### Task objective
Exactly reproduce the lines from the one containing "the white sand" through the last line of the data, both ends included, leaving out pictures.

-- begin Material to process --

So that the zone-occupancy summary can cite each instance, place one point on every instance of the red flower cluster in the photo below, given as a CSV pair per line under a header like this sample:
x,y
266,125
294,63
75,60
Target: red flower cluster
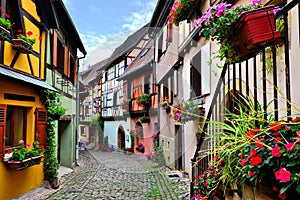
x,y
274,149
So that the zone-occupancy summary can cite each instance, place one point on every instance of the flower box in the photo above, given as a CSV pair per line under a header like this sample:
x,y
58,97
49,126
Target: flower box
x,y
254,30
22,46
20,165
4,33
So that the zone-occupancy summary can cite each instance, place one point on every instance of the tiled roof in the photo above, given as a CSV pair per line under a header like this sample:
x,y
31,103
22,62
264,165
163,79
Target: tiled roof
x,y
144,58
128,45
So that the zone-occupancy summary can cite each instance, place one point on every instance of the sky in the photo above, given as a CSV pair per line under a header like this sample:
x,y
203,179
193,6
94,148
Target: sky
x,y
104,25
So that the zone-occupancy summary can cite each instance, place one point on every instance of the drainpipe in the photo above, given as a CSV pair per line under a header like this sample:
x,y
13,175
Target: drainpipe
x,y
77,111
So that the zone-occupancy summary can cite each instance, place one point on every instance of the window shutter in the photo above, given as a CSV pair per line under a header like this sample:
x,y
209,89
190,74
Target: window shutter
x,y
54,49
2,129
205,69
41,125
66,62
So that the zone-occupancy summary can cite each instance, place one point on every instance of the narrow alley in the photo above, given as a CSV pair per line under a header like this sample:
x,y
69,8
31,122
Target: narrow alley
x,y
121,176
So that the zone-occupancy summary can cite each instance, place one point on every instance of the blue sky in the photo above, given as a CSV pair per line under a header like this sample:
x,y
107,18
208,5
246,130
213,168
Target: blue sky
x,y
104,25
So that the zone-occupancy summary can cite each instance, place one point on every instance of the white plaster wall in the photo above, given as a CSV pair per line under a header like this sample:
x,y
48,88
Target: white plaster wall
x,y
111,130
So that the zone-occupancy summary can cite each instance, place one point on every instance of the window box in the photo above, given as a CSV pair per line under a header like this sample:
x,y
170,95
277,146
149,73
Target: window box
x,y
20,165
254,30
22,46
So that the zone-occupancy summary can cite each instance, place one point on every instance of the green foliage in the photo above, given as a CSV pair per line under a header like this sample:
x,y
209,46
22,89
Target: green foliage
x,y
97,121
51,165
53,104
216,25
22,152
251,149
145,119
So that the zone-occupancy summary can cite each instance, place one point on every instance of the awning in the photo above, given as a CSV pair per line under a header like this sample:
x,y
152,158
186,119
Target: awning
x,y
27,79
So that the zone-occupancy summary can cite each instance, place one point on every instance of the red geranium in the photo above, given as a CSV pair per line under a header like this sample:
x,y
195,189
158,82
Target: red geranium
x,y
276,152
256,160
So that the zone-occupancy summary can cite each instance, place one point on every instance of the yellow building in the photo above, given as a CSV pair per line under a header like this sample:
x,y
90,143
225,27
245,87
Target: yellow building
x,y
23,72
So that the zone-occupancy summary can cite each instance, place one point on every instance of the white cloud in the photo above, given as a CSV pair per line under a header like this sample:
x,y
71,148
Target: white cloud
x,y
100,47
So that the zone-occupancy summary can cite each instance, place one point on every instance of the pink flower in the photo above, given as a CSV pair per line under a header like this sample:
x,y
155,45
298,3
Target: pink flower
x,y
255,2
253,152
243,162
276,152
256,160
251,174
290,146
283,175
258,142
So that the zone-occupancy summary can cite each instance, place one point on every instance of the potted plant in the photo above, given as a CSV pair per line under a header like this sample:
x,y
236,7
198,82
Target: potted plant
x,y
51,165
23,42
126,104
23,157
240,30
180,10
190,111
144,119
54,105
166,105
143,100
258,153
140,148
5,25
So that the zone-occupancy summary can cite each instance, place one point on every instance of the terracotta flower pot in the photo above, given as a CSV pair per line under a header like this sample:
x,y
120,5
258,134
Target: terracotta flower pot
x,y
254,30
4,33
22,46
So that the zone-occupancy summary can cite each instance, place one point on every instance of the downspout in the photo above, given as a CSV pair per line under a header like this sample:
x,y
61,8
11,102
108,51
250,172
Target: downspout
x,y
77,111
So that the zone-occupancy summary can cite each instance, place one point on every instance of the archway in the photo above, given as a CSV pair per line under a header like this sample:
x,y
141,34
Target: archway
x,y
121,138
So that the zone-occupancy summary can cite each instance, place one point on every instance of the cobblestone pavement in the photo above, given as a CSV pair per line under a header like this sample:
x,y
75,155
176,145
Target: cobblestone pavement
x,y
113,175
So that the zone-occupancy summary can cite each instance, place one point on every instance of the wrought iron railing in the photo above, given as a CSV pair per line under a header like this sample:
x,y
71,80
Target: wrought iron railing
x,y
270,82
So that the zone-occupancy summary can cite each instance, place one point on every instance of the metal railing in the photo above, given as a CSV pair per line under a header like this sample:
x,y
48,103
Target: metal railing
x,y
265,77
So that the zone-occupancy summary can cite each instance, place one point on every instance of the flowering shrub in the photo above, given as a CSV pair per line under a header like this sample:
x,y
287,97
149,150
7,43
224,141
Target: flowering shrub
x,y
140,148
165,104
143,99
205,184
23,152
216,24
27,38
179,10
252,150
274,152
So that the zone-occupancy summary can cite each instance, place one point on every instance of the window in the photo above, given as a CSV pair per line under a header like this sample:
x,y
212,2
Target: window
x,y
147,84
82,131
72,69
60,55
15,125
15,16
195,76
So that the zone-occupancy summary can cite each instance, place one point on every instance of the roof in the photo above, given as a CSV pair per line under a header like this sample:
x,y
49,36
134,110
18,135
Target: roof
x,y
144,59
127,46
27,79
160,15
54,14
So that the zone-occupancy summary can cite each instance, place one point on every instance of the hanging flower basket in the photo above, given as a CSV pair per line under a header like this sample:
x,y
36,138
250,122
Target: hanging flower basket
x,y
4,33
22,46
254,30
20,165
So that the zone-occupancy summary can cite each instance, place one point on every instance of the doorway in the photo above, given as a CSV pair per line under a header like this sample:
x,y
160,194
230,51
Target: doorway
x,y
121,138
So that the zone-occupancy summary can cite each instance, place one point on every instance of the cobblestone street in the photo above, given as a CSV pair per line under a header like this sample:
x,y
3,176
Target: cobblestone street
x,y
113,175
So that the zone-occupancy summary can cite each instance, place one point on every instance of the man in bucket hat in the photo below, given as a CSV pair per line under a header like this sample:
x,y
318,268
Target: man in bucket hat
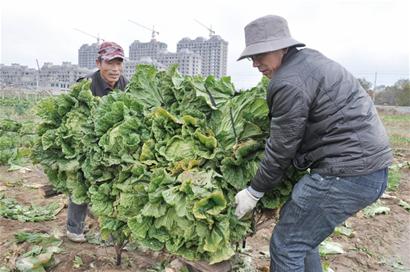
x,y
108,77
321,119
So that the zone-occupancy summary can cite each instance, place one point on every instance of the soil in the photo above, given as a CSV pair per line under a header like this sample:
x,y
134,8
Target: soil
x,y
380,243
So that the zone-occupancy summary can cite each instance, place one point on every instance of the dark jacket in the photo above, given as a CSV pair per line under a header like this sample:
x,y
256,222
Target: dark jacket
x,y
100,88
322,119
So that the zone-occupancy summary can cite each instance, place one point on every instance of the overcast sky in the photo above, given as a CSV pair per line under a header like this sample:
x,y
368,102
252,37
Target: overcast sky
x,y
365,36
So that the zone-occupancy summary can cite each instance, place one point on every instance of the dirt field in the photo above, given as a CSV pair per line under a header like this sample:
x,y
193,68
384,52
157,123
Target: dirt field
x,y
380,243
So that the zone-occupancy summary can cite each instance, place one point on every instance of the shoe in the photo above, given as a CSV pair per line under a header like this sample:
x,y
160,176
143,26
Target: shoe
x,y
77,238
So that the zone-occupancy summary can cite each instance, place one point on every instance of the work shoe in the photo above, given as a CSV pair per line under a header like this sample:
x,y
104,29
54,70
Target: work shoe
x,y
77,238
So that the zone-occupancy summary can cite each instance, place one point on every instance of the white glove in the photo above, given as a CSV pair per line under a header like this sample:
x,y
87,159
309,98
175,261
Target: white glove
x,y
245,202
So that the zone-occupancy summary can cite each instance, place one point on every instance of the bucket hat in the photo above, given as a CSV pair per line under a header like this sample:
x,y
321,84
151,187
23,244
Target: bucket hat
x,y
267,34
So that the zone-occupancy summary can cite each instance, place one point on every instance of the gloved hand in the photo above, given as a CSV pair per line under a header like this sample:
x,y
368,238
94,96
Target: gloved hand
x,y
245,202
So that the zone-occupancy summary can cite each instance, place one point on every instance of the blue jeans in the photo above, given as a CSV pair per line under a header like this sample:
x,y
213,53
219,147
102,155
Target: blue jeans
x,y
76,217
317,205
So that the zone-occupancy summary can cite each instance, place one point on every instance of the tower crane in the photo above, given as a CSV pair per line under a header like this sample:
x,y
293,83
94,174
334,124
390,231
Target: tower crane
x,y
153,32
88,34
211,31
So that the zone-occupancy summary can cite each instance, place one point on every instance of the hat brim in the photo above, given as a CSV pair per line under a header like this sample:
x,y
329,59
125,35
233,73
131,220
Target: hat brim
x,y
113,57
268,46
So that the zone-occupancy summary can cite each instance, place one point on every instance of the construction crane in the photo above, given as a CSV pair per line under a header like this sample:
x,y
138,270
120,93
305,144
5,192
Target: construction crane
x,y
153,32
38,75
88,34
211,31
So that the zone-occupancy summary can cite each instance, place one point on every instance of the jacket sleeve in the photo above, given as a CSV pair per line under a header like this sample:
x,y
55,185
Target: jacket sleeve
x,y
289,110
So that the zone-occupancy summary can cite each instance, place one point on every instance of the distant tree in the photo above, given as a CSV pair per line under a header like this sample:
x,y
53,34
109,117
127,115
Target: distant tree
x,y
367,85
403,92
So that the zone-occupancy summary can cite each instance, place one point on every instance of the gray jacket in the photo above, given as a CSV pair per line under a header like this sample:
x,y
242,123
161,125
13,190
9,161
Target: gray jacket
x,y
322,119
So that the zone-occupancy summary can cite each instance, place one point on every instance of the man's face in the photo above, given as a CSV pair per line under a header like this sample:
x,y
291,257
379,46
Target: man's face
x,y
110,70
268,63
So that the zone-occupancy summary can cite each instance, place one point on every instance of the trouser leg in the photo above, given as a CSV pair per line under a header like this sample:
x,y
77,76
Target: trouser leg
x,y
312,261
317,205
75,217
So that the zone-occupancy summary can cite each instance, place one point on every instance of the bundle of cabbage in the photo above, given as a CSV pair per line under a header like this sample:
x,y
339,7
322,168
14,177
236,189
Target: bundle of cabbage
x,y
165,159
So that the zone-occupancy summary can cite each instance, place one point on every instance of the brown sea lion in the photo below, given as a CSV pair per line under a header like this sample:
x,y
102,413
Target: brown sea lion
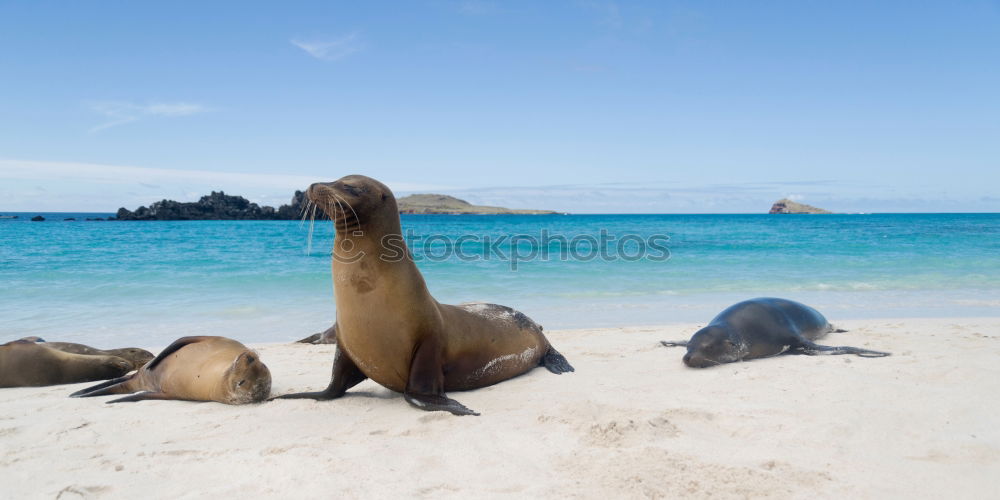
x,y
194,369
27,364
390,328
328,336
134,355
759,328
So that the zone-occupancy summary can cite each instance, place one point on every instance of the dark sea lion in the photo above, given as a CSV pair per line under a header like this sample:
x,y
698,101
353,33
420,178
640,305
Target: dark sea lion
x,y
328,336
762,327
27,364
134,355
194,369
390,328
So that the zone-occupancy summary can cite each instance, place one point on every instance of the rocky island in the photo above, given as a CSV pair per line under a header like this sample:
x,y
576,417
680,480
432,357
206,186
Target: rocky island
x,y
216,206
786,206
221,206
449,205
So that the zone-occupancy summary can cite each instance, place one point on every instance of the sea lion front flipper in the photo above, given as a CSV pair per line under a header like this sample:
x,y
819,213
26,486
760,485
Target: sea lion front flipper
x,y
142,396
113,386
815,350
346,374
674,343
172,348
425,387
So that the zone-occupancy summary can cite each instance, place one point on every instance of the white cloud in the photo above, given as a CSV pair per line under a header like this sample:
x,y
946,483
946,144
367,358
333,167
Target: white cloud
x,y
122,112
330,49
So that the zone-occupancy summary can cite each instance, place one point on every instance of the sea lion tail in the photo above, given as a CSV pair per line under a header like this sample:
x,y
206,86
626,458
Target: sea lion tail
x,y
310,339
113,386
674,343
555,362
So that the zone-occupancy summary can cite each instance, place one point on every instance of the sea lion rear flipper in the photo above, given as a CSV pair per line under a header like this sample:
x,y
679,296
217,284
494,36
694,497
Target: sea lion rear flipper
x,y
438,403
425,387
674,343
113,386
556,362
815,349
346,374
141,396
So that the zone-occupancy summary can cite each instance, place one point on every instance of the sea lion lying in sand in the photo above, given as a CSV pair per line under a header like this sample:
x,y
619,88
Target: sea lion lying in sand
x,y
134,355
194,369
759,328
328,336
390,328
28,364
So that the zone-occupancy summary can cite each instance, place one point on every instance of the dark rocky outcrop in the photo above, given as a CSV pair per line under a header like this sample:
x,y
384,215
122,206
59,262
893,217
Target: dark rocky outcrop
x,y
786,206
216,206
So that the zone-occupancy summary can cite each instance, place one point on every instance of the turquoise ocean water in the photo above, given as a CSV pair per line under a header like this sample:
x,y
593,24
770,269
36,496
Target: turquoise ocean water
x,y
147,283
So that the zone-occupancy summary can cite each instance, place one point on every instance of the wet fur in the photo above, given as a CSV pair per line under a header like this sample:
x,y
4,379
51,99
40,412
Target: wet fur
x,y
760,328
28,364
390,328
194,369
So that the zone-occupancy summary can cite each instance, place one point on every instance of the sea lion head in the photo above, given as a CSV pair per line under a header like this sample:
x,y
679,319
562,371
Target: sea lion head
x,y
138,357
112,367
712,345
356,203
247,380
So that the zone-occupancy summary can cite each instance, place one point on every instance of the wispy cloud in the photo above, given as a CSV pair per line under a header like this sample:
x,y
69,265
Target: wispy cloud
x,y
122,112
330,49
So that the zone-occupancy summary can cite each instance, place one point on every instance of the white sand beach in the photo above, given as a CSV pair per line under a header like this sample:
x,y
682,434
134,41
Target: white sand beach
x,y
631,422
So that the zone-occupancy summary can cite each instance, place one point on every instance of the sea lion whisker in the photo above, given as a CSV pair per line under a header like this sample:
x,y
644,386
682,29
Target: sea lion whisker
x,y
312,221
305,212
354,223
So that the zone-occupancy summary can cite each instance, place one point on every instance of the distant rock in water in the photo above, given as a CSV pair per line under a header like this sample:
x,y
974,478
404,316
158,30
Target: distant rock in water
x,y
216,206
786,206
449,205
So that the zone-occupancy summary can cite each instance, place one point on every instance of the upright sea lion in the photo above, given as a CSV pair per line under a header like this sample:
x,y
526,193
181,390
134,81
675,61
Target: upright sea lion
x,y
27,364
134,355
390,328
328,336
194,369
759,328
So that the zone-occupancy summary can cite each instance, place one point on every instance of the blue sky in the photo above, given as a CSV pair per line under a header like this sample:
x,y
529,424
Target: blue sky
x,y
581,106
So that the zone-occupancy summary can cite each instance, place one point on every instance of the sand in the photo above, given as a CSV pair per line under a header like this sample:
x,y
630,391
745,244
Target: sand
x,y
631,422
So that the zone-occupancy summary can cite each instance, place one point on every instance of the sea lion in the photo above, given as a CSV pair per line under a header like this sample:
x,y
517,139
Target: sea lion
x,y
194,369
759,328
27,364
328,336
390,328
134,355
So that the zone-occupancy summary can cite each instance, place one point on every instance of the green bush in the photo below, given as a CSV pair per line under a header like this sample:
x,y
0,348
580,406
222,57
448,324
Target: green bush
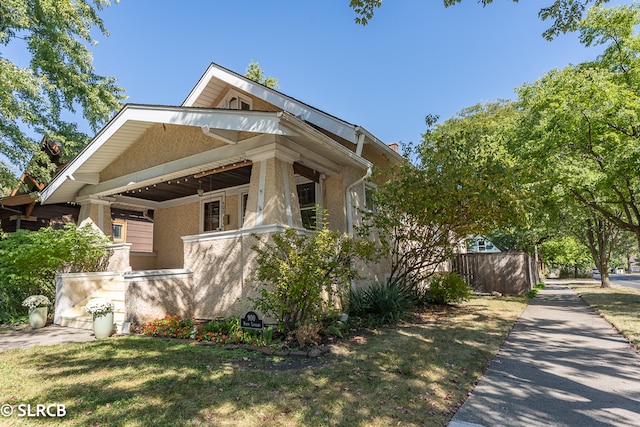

-- end Material to process --

### Reply
So that the zone-occupancy summary can cite each instance, place one point on every instance of the white sand beach in the photo above, given as a CSV pair per line under a header like this sample:
x,y
682,434
134,41
Target: white sand beach
x,y
631,422
So that the zone-occupancy summary can cite each instance, place one point on every instance of the sea lion whisker in the photo above, given as a CSV pair per line under a header like this sample:
x,y
644,386
682,29
Target: sea lion whisker
x,y
312,221
305,212
354,223
So that the zone-occupancy summary can cite each instance, place one point on every instance of the distant rock in water in the photo above, given as a CSV pair per line under a header like this sample:
x,y
974,478
404,316
158,30
Target: distant rock in water
x,y
216,206
786,206
449,205
So that the zone-occupancy summary can cite each instance, place one point on every instance of the upright sea lion in the photo above, given as a CSV pair per line under a header like this sample:
x,y
526,193
181,390
134,81
675,61
Target: upright sea lion
x,y
27,364
134,355
390,328
328,336
194,369
759,328
So that the zone-occupancy summary can cite each instance, place one point on every instance of the blue sky in the photo above, given as a CSV pair per line under a header like this sample:
x,y
529,424
Target: blue sky
x,y
581,106
So that the zone-occupancy summary can cite each instance, place one point on every instance of the sand in the photo above, given as a CSV pair per line under a header like this sample:
x,y
630,391
745,244
Target: sand
x,y
631,422
So that the zone-occupancy summary can cite each instance, place one point on every instance of the sea lion in the photo above, given as a CSV pair per line under a header like this sample:
x,y
517,139
Target: sea lion
x,y
194,369
759,328
27,364
328,336
390,328
134,355
So that the zone-occupancy summary can cite each instance, place one point on every instance of the green bush in the photo below, given as a CSV pair per line under a header like this sample:
x,y
0,348
580,406
222,57
448,324
Target: green bush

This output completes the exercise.